Using the information:
1. From the passage on SFPD reform, list everything that the community should co-design under the agency model it describes.
2. Echo the passage on SFPD reform word for word, starting at the words "Following recommendations from" and ending after "SFPD reform efforts.".

[Excerpt Boundary: Start]

Following recommendations from the COPS report and the PTF 21st Century for Policing Report, the correct starting point for SFPD reform should be the implementation of Community Policing Practices that shift the focus from a closed off, self-serving, unaccountable agency to an agency model in which community co-designs the priorities, policies, strategies, goals, processes and systems of the police department. Reform goals should reflect and respond to community priorities! In addition, each reform goal needs to be tied to a performance standard.
Once priorities, goals and performance standards are established, the next step would be to track reform progress. The BOS should establish (or require that SFPD establish) a public, transparent and appropriate mechanism for monitoring and evaluating both thoroughness and quality of the SFPD reform efforts.
We doubt that SFPD will easily concede to oversight from the BOS and community, therefore, we urge the BOS to tie the SFPD budget (both approval and funds release) to evidence that (a) reform priorities, goals, and performance standards have been established through best standards of Community Policing Practices and (b) milestone goals are being achieved by SFPD. Otherwise, we predict that the City will waste enormous amounts of taxpayer dollars without making a dent in the culture of bias, unwarranted use of force, and unaccountability of the SFPD.
- They Will Not Have Died In Vain.

[Excerpt Boundary: End]
[Records provided Boundary: Start]

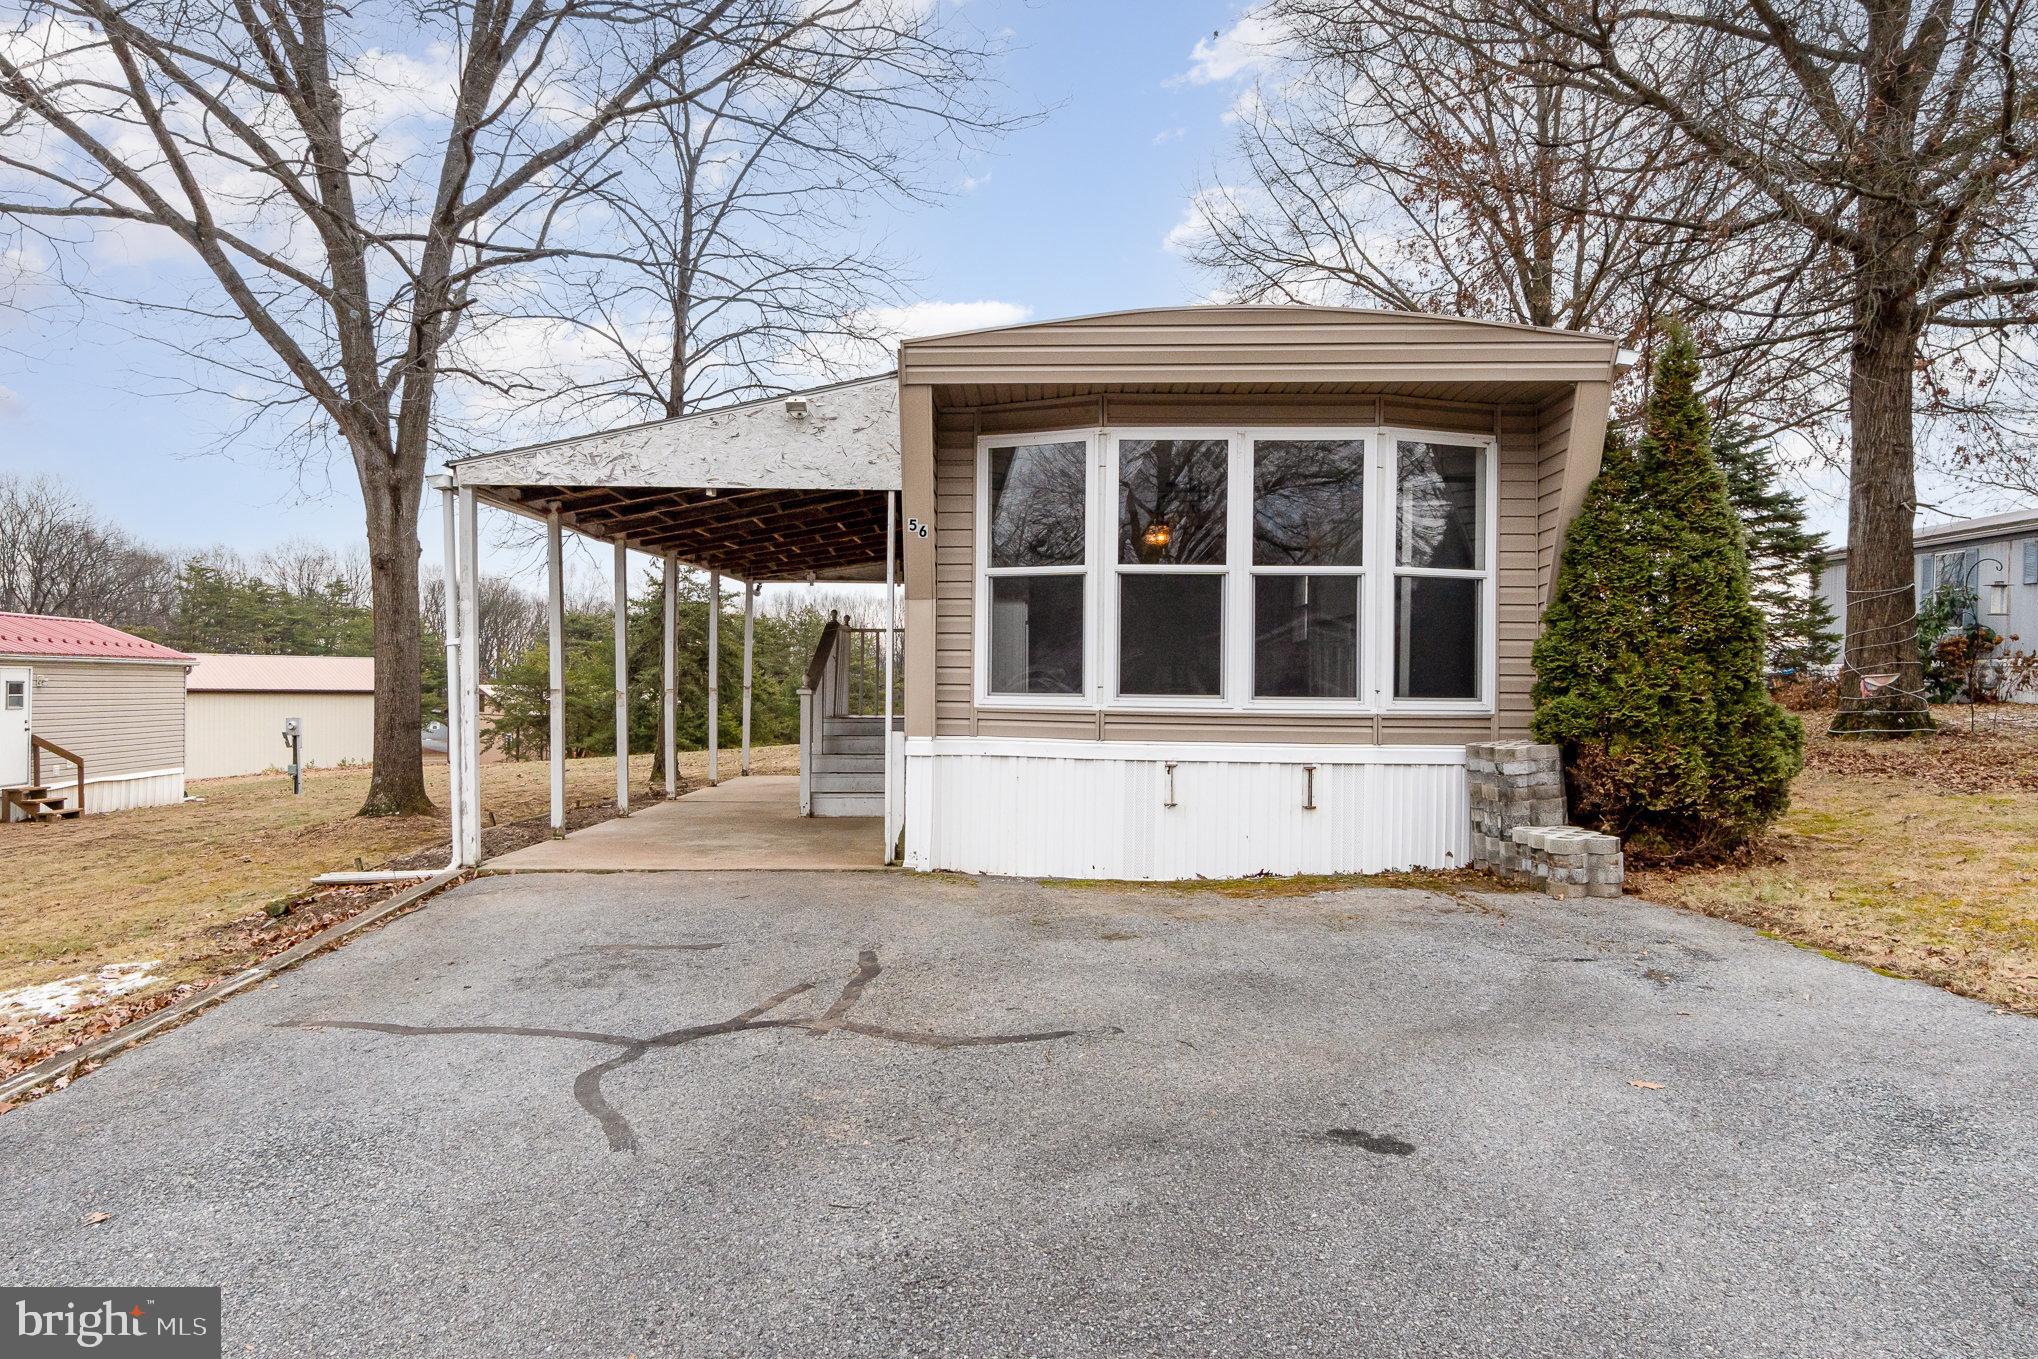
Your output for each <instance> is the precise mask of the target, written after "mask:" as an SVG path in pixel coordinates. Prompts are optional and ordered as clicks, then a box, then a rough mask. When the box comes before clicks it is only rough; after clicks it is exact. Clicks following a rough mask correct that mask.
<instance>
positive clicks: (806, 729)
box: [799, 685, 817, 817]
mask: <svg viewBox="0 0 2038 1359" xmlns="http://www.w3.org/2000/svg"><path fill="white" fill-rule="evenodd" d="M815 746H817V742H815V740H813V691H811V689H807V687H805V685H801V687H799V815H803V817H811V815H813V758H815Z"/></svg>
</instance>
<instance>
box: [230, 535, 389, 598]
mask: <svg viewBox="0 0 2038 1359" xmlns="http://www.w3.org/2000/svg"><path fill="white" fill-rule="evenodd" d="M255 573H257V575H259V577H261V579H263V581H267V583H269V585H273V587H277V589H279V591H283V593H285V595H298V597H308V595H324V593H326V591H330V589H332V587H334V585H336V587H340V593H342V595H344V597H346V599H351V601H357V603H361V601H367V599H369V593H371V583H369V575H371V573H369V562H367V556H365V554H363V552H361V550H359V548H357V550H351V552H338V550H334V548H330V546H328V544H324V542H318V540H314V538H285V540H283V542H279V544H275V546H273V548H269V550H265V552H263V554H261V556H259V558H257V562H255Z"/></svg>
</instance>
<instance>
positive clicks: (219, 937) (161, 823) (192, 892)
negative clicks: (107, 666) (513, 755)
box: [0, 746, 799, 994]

[Records provided Boundary: End]
[Records provided Boundary: Start]

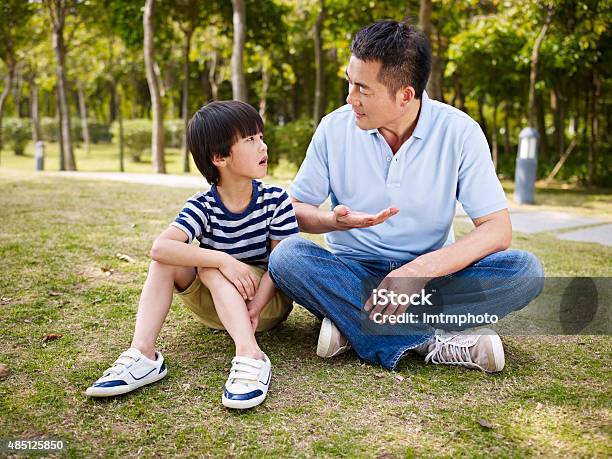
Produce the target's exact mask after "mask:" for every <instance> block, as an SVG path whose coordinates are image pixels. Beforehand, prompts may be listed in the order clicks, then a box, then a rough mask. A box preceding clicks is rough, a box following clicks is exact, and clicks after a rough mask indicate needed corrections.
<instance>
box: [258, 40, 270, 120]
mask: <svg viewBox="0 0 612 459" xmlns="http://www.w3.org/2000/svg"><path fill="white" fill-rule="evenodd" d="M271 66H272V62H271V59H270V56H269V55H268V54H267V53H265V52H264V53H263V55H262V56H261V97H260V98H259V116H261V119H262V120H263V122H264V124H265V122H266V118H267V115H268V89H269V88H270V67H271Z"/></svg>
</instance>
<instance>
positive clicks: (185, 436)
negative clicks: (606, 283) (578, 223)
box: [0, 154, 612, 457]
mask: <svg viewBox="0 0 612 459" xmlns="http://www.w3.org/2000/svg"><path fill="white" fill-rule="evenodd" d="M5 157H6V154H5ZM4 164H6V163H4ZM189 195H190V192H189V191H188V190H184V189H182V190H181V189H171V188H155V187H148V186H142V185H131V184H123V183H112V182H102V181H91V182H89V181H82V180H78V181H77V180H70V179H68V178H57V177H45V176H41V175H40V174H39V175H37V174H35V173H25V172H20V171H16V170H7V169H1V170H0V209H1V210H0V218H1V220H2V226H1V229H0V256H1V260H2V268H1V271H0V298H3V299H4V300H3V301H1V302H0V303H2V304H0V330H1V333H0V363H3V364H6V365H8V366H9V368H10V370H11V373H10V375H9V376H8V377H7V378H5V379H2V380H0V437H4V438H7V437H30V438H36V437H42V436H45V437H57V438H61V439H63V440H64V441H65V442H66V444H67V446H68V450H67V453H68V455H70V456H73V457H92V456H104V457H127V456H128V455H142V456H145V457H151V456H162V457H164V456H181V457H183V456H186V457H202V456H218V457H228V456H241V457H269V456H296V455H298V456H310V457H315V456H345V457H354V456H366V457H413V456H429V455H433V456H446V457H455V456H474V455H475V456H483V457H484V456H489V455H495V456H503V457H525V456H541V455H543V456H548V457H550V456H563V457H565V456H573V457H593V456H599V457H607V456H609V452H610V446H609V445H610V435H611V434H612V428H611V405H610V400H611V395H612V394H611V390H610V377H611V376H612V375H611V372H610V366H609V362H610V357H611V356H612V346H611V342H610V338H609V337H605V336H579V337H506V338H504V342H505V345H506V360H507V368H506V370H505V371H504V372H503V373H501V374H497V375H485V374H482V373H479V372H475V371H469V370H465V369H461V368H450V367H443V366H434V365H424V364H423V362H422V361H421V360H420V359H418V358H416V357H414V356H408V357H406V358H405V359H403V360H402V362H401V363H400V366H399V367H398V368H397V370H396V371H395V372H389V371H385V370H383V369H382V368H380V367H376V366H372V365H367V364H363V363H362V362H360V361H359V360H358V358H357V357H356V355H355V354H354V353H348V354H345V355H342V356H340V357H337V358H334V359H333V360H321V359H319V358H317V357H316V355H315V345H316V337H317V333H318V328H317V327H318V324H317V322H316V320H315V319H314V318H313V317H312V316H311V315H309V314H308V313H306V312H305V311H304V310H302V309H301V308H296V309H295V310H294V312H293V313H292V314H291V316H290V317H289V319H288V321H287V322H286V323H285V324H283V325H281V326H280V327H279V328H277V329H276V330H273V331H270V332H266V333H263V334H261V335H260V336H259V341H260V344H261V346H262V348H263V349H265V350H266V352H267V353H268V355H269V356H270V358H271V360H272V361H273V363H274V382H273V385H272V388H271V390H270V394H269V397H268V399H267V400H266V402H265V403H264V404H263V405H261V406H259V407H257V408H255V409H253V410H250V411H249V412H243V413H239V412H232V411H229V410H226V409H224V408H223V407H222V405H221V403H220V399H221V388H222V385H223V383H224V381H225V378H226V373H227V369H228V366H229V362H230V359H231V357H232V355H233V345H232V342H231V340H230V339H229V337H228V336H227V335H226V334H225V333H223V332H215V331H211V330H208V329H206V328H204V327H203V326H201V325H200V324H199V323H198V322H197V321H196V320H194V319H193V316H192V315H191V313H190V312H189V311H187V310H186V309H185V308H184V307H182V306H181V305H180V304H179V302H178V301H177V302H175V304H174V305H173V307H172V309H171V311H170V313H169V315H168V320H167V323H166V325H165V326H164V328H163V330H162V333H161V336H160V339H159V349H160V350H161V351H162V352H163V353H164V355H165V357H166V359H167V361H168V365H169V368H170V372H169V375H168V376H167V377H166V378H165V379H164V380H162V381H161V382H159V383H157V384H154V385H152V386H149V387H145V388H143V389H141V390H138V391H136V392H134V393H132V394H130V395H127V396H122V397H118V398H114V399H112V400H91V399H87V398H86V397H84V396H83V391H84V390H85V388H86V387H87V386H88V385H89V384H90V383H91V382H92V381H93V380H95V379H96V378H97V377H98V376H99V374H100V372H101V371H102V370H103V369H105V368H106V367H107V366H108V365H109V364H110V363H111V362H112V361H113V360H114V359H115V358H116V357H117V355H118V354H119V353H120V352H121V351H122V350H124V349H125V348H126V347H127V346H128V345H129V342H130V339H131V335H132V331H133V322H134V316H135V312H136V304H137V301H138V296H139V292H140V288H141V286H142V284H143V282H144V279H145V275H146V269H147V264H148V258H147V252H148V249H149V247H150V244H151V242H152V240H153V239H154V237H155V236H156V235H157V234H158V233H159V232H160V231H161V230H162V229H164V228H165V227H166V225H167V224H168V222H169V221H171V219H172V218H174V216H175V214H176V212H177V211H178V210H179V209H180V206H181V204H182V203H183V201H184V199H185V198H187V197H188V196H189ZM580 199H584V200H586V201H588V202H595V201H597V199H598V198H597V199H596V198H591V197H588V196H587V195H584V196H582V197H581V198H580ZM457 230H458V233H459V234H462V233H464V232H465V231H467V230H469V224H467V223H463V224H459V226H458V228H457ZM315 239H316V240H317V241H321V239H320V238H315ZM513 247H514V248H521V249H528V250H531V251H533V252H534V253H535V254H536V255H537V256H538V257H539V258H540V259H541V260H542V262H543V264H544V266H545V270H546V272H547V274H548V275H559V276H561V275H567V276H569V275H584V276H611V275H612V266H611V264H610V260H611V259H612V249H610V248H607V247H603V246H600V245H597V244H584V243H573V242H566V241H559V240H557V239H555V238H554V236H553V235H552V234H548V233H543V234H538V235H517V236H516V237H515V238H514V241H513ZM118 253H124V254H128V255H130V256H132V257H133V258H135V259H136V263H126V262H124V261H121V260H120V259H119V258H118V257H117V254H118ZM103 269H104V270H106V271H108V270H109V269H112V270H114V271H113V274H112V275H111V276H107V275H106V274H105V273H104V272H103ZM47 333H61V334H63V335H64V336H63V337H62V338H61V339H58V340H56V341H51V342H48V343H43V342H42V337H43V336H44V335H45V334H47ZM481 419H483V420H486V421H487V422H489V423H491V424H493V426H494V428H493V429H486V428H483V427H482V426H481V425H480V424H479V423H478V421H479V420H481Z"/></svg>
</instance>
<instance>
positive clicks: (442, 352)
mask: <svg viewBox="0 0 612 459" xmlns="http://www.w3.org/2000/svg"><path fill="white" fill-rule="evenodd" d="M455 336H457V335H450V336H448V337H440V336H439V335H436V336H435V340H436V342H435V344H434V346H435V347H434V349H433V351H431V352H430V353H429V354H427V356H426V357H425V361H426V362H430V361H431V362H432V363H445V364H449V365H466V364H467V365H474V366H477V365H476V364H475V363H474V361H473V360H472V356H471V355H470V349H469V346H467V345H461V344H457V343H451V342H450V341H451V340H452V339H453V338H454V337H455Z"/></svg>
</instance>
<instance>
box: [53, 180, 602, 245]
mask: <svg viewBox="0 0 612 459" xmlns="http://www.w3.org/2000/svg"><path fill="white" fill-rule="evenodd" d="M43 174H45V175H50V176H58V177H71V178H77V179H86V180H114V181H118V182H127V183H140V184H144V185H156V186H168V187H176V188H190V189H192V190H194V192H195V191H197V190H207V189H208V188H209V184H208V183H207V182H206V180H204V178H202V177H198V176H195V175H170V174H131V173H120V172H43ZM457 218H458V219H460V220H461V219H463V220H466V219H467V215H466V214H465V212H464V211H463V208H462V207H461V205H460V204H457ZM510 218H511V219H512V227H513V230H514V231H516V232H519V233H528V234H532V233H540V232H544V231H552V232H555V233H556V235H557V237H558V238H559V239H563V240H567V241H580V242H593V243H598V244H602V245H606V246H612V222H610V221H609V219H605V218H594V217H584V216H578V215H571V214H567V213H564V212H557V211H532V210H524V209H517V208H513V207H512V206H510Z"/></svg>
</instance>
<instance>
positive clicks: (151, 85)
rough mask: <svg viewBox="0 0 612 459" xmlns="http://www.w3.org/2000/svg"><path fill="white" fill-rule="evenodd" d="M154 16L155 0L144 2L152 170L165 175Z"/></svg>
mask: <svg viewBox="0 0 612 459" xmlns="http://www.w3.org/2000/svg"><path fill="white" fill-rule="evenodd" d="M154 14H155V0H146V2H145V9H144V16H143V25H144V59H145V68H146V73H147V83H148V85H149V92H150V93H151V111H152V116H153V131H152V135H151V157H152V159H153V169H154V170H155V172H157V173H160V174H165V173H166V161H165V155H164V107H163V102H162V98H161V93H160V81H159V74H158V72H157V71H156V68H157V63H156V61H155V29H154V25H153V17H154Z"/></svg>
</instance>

[Records provided Boundary: End]

Results:
1. priorities, policies, strategies, goals, processes, systems

2.
Following recommendations from the COPS report and the PTF 21st Century for Policing Report, the correct starting point for SFPD reform should be the implementation of Community Policing Practices that shift the focus from a closed off, self-serving, unaccountable agency to an agency model in which community co-designs the priorities, policies, strategies, goals, processes and systems of the police department. Reform goals should reflect and respond to community priorities! In addition, each reform goal needs to be tied to a performance standard.
Once priorities, goals and performance standards are established, the next step would be to track reform progress. The BOS should establish (or require that SFPD establish) a public, transparent and appropriate mechanism for monitoring and evaluating both thoroughness and quality of the SFPD reform efforts.